Please reproduce the items below, starting with the line containing "Class, indicate each instance of the palm" and going on through the end of the items, with their requests included. Scale every pixel coordinate in the answers by 0.7, rounding to whole numbers with halves going up, and leave the pictures out.

(Records from a dataset)
--- --- ---
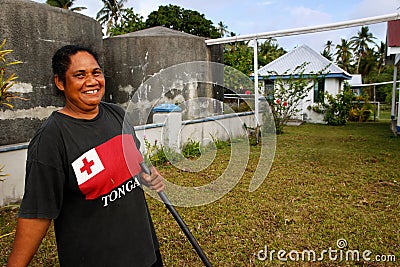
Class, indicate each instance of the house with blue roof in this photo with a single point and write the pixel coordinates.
(332, 80)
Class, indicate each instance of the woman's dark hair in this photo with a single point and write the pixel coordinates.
(62, 59)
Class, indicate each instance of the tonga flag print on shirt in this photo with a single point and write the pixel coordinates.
(105, 167)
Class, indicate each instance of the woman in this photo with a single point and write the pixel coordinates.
(75, 176)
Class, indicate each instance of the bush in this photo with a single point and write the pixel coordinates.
(338, 107)
(361, 109)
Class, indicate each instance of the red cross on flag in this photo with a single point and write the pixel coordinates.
(103, 168)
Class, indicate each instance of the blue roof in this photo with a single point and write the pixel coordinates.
(315, 63)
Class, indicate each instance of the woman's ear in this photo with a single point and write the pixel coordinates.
(58, 83)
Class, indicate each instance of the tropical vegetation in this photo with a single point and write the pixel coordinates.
(356, 55)
(65, 4)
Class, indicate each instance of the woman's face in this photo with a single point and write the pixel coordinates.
(84, 85)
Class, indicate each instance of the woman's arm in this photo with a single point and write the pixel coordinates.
(28, 237)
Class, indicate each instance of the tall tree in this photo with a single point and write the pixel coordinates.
(222, 29)
(129, 22)
(66, 4)
(360, 43)
(344, 55)
(177, 18)
(111, 13)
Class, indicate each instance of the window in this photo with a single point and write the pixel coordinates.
(269, 88)
(319, 91)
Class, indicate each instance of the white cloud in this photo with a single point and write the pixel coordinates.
(265, 3)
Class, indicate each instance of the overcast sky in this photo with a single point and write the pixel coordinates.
(256, 16)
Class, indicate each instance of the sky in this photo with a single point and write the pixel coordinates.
(259, 16)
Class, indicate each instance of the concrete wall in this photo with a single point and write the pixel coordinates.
(35, 31)
(203, 130)
(134, 57)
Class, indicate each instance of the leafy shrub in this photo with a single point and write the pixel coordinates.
(337, 109)
(192, 149)
(361, 110)
(158, 155)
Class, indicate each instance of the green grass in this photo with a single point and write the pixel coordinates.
(326, 183)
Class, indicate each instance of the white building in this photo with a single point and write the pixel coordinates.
(332, 81)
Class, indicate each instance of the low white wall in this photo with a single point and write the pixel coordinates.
(13, 159)
(221, 127)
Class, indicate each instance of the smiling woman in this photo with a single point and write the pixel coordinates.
(83, 86)
(78, 176)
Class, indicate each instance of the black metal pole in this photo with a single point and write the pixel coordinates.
(180, 221)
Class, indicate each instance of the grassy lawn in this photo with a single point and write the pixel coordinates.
(326, 183)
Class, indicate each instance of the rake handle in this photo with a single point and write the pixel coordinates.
(180, 221)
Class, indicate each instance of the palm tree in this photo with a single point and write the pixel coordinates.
(344, 55)
(66, 4)
(381, 55)
(360, 43)
(111, 12)
(222, 29)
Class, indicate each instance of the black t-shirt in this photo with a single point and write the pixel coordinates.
(76, 175)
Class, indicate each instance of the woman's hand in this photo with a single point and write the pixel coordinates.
(154, 181)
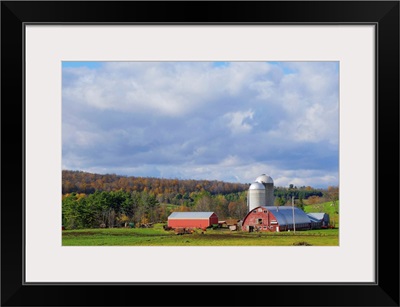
--- --- ---
**Right answer:**
Class, indicate each instance of the palm tree in this photo with a single point and write the pixel coordinates.
(241, 39)
(46, 3)
(267, 39)
(252, 30)
(78, 8)
(155, 20)
Class, indicate each instance of the black t-shirt in this photo with a single point and write the pixel coordinates.
(53, 123)
Class, indicate each instance of the woman's hand in this photo with a single point and write the pixel coordinates.
(108, 127)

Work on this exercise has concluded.